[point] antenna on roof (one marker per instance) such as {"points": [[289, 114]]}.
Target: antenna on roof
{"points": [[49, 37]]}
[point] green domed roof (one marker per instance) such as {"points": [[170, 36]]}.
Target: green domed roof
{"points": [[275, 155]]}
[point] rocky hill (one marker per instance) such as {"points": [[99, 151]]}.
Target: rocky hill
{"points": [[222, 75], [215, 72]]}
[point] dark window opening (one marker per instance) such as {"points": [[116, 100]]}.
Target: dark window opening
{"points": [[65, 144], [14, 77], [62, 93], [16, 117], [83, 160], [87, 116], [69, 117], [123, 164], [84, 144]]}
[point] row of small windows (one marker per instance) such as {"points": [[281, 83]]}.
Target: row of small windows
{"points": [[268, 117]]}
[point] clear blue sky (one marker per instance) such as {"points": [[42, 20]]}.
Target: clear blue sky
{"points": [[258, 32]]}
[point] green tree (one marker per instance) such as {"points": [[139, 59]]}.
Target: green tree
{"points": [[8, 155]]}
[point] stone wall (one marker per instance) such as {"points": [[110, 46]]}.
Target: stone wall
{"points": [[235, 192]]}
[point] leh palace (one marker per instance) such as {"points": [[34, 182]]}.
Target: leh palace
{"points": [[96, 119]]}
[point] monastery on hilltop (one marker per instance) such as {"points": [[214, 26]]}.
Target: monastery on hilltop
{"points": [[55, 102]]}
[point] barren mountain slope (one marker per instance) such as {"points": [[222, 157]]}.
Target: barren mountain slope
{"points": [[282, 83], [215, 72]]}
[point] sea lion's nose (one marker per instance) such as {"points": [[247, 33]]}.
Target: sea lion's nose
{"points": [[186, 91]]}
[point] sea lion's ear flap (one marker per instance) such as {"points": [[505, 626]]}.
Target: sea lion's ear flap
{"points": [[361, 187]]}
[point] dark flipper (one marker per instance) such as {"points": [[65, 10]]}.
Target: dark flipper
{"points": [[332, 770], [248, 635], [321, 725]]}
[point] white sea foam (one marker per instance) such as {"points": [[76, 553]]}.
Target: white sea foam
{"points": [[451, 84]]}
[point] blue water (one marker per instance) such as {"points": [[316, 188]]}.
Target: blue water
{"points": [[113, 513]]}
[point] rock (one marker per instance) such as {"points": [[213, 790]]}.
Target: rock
◇ ◇ ◇
> _TASK BRIEF_: Print the material verbatim, all of it.

> _REPLY_:
[point] antenna on roof (one marker per instance) such as {"points": [[289, 114]]}.
Target: antenna on roof
{"points": [[49, 37]]}
[point] green domed roof (one marker per instance) such as {"points": [[170, 36]]}.
Target: green domed roof
{"points": [[275, 155]]}
[point] rocky hill (one marker per instance) such as {"points": [[99, 151]]}.
Target: rocky hill
{"points": [[222, 75], [215, 72]]}
[point] dark window opening (one marker per instance) such as {"points": [[116, 100]]}.
Target: dark window opening
{"points": [[65, 144], [14, 77], [62, 93], [16, 117], [83, 160], [87, 116], [69, 117], [123, 164], [84, 144]]}
[point] row of small windows (one marker per instance) such as {"points": [[281, 83]]}.
Target: row of small windows
{"points": [[268, 117]]}
[point] clear blue sky (one marker per instance) such as {"points": [[42, 20]]}.
Target: clear blue sky
{"points": [[258, 32]]}
[point] green tree (one marker per instance) such as {"points": [[139, 59]]}.
Target: green tree
{"points": [[8, 155]]}
[point] stone wall (one marker per instance) such as {"points": [[110, 46]]}.
Target: stone wall
{"points": [[235, 192]]}
[point] leh palace (one marker per instance) such as {"points": [[34, 182]]}.
Target: leh palace
{"points": [[96, 119]]}
[point] monastery on hilltop (one marker per instance) such as {"points": [[214, 26]]}.
Target: monastery on hilltop
{"points": [[55, 102]]}
[point] barren mountain slope (one marker per instance) such as {"points": [[222, 157]]}.
Target: barren mountain slope
{"points": [[282, 83], [215, 72]]}
[point] sea lion's nose (one marker per instance) such as {"points": [[247, 33]]}.
Target: sea lion's nose
{"points": [[186, 91]]}
[point] sea lion's ear flap (one marker per instance) such as {"points": [[505, 626]]}.
Target: sea lion's ear flap
{"points": [[361, 187]]}
[point] dark flipper (one marker per instance) such as {"points": [[65, 10]]}.
Target: dark flipper
{"points": [[332, 770], [248, 635], [321, 725]]}
[point] white sea foam (one marker per instance) such as {"points": [[76, 553]]}.
Target: white sea foam
{"points": [[451, 84]]}
[point] blue water (one marker per instance) such as {"points": [[316, 188]]}.
Target: blue water
{"points": [[113, 513]]}
[point] rock (one marker per instance) such as {"points": [[213, 790]]}.
Target: rock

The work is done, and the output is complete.